> _Task directions_
Render every line of the records below as a Markdown table with the columns "Row" and "Line". Number the rows in order, and omit blank lines and the pictures.

> _Input data_
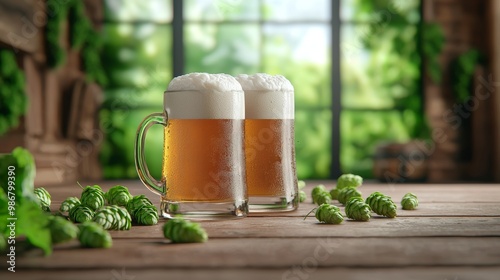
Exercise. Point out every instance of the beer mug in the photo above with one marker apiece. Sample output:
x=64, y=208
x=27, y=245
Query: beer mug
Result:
x=269, y=143
x=203, y=173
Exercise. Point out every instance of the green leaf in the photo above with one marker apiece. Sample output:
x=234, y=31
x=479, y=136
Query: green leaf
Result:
x=33, y=223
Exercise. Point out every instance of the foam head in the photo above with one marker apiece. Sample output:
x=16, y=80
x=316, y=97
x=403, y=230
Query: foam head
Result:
x=204, y=96
x=267, y=96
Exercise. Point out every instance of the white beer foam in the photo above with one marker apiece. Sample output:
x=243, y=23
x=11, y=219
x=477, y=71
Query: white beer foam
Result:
x=267, y=96
x=204, y=96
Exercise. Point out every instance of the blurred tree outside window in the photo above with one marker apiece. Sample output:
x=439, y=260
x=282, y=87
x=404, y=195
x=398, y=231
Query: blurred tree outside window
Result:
x=379, y=70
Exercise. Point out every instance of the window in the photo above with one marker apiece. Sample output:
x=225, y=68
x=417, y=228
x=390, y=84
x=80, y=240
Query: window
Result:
x=381, y=76
x=288, y=37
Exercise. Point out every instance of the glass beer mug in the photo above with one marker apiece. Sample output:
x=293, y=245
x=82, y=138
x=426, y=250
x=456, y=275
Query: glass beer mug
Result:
x=269, y=143
x=203, y=174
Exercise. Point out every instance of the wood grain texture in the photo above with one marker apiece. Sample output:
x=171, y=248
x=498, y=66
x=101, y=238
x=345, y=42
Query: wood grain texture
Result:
x=123, y=273
x=454, y=234
x=278, y=253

> _Answer to the exercise_
| Row | Line |
|---|---|
| 1 | Exercise. Point out every instance of the beer mug in the photo above with one marker apiece. Sample output: |
| 2 | x=64, y=208 |
| 3 | x=27, y=245 |
| 4 | Query: beer mug |
| 5 | Result: |
| 6 | x=269, y=143 |
| 7 | x=203, y=173 |
| 8 | Exercise. Point out every instance of the green leaf in the photo above with one marker apiece. Sample output: |
| 9 | x=234, y=31 |
| 10 | x=479, y=136 |
| 11 | Query: green leaf |
| 12 | Result: |
| 13 | x=33, y=223 |
| 14 | Exercise. Point out every instance of the foam head in the photo above with one marker apiece. Sample output: |
| 15 | x=16, y=80 |
| 16 | x=316, y=97 |
| 17 | x=403, y=230 |
| 18 | Query: foam head |
| 19 | Result: |
| 20 | x=204, y=96 |
| 21 | x=267, y=96 |
| 22 | Exercise. Point out every instance of the white beer foam in the photo above with one marker apiece. Sample output: |
| 23 | x=243, y=23 |
| 24 | x=11, y=219 |
| 25 | x=477, y=71 |
| 26 | Query: white beer foam |
| 27 | Result: |
| 28 | x=267, y=96 |
| 29 | x=204, y=96 |
| 30 | Exercise. Point out every instance of the blurred tree outside window in the photo above with one marker apiece. Sample output: |
| 31 | x=439, y=260 |
| 32 | x=282, y=87 |
| 33 | x=404, y=195 |
| 34 | x=398, y=231 |
| 35 | Query: blurred tree outside window |
| 36 | Result: |
| 37 | x=379, y=70 |
| 38 | Exercise. Point out every instance of the window in the photo above with one marker apiece. Sample output: |
| 39 | x=225, y=68 |
| 40 | x=417, y=228 |
| 41 | x=390, y=84 |
| 42 | x=80, y=240 |
| 43 | Query: window |
| 44 | Result: |
| 45 | x=381, y=76 |
| 46 | x=288, y=37 |
| 47 | Exercise. Point out every instance of the glass beer mug in the photo above with one marker apiece. Sample output: |
| 48 | x=293, y=245 |
| 49 | x=82, y=138 |
| 50 | x=426, y=250 |
| 51 | x=456, y=275 |
| 52 | Query: glass beer mug |
| 53 | Result: |
| 54 | x=269, y=143 |
| 55 | x=203, y=174 |
| 56 | Exercise. Point out every instance of the wood grain texture in the photo above with one marker apiece. Sample output: |
| 57 | x=171, y=248 |
| 58 | x=498, y=66 |
| 59 | x=101, y=238 |
| 60 | x=345, y=42 |
| 61 | Query: wood grain texture |
| 62 | Result: |
| 63 | x=123, y=273 |
| 64 | x=454, y=234 |
| 65 | x=278, y=253 |